Un autre témoignage, celui d’une infirmière du Béthunois également envoyée sur place et recueilli, lui, par nos confrères de l’Écho de la Lys, va dans le même sens : « Aujourd’hui (NDLR : n ’être pas admis en réa), c’est possible si vous n’avez pas 50 ans. On recule encore une fois. Les plus de 50 ans ne reçoivent malheureusement pas les soins auxquels ils pourraient prétendre ». Et de dénoncer elle aussi « une situation dramatique ».
Le tri des malades, une crainte devenue réalité
Les urgences ont déjà déménagé deux fois pour gagner de la place et le stock de bouteilles d’oxygène a été triplé. Les moyens dont bénéficient le service et ses soignants leur permet de tenir, pour le moment.
Les transferts de patients vers la métropole n’ont toutefois pas permis d’empêcher le dilemme moral qu’est celui du tri entre les patients. Les équipes du CHU priorisent dorénavant les malades avec les meilleures chances de survie, seuls ces derniers sont admis en réanimation. Reste qu' »Il y a toujours plus de candidats pour chaque place qui se libère », selon Amaël Ouassoun. L’interne en anesthésie, venu de la région parisienne pour prêter main forte aux équipes sur place, évoque un climat « assez anxiogène ».
Des tensions possibles pour les patients à domicile
En attendant, « les établissements et les fournisseurs affirment maîtriser la situation à ce jour », a écrit l’ARS de Guadeloupe dans un communiqué envoyé vendredi soir. Même si « la consommation en oxygène a très significativement augmenté (…) les consommations sont suivies quotidiennement » et les « fournisseurs ont renforcé leur approvisionnement en oxygène gazeux et liquide ».
« La totalité des capacités de production d’oxygène de notre unité de séparation de gaz de l’air située en Martinique est à présent dédiée à la production d’oxygène médical. A ce jour, les quantités d’oxygène médical livrées ont été multipliées par 8 en Martinique et par 6 en Guadeloupe », indiqué le groupe Air Liquide, un des principaux fournisseurs d’oxygène médical au monde, sollicité par l’AFP.

####################

**Tâches à réaliser**
1. Relevez toutes les organisations (médias, établissements, administrations, entreprises) nommées dans le texte à lire.
2. Recopiez fidèlement le passage du texte à lire qui va de « Le tri des malades, une » jusqu'à « pour le moment. ».

####################

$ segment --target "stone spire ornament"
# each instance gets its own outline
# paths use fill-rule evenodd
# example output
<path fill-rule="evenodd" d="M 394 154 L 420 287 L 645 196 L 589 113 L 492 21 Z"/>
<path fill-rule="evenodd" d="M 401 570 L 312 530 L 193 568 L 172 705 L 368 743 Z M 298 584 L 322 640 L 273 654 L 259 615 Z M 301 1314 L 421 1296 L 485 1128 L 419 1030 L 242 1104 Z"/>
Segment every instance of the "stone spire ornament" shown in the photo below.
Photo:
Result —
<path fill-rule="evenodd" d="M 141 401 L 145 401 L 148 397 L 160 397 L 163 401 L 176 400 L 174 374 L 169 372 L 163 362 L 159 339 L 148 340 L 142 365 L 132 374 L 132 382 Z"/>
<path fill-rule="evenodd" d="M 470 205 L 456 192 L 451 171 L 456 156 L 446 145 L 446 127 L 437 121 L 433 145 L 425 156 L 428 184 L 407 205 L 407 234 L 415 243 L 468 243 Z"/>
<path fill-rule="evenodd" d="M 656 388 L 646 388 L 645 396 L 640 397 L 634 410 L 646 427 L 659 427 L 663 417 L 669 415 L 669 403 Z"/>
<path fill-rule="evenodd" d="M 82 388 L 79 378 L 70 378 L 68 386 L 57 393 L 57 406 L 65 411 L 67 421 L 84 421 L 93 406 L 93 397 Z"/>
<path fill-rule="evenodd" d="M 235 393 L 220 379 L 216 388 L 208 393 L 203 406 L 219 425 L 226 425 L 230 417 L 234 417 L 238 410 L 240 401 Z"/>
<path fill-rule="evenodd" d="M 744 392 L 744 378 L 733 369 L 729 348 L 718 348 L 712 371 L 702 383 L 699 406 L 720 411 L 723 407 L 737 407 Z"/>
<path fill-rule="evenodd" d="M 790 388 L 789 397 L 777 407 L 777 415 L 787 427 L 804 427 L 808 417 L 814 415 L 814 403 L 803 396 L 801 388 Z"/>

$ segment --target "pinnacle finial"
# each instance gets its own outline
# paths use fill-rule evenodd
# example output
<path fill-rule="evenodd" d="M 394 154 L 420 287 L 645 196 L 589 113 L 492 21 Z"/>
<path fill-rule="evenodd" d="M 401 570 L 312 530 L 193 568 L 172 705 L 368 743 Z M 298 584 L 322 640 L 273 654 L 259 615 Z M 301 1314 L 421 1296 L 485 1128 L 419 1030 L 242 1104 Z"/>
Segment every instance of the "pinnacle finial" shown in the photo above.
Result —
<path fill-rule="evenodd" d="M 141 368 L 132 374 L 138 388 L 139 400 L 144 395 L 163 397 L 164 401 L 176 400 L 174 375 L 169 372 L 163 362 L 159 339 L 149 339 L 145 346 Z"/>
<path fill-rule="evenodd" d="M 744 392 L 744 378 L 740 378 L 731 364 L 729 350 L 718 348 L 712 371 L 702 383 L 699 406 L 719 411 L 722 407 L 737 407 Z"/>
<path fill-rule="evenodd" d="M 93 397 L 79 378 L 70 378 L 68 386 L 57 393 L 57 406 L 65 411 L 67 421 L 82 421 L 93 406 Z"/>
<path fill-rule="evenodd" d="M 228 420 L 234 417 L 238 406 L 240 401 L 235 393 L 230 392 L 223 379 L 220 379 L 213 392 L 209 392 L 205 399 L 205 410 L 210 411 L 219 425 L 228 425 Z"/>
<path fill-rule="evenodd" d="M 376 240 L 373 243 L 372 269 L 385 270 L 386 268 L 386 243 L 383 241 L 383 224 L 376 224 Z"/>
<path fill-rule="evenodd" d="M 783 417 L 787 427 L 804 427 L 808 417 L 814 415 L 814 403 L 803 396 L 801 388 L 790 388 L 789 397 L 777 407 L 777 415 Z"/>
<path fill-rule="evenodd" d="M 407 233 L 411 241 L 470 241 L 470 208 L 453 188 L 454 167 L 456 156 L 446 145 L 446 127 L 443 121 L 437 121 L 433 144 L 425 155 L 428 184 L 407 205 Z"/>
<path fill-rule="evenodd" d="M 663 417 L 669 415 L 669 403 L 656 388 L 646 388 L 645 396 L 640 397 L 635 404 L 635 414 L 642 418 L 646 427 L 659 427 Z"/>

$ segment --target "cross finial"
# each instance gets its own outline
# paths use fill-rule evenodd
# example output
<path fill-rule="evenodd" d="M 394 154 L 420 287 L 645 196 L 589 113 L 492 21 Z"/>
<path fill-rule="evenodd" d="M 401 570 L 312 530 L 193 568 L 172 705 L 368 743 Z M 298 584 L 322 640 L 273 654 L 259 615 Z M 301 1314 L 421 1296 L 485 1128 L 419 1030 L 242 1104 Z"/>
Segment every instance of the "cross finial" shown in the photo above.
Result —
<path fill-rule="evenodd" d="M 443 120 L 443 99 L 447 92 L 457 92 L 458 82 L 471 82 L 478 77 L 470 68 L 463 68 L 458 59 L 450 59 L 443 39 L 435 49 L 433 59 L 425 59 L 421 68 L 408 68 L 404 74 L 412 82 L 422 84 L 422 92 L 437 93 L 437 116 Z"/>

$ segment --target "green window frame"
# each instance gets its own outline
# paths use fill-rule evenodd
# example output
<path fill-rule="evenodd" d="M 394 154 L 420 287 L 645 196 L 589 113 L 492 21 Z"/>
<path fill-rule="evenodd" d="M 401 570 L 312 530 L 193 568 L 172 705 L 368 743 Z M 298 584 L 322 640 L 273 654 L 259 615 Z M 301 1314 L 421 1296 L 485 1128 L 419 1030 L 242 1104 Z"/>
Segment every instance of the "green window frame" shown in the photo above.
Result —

####################

**Résultats par tâche**
1. l'Écho de la Lys, le CHU, l'ARS de Guadeloupe, Air Liquide, l'AFP

2.
Le tri des malades, une crainte devenue réalité
Les urgences ont déjà déménagé deux fois pour gagner de la place et le stock de bouteilles d’oxygène a été triplé. Les moyens dont bénéficient le service et ses soignants leur permet de tenir, pour le moment.